STORED DATA »
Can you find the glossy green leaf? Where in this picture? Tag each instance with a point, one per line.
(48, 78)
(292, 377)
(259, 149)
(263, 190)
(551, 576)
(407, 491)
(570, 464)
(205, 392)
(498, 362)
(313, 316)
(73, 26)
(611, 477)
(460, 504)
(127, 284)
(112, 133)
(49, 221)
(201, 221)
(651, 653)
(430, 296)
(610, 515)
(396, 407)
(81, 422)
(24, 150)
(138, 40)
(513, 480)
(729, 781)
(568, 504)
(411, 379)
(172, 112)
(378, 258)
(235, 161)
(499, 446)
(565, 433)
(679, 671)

WHAT THIS TASK INVOLVES » Every line above must appear again in your reply, exactly as written.

SOLUTION TO THIS TASK »
Can you find the glossy green leaf? Where in this picture? Tag each instance with a point, one per line.
(48, 78)
(292, 377)
(259, 149)
(263, 190)
(551, 576)
(407, 491)
(570, 464)
(205, 392)
(498, 362)
(313, 316)
(73, 26)
(611, 477)
(460, 504)
(127, 284)
(112, 133)
(49, 221)
(201, 221)
(651, 653)
(430, 296)
(610, 515)
(396, 407)
(81, 422)
(24, 150)
(138, 40)
(513, 480)
(729, 781)
(568, 504)
(411, 379)
(172, 112)
(378, 258)
(235, 161)
(499, 446)
(565, 433)
(679, 671)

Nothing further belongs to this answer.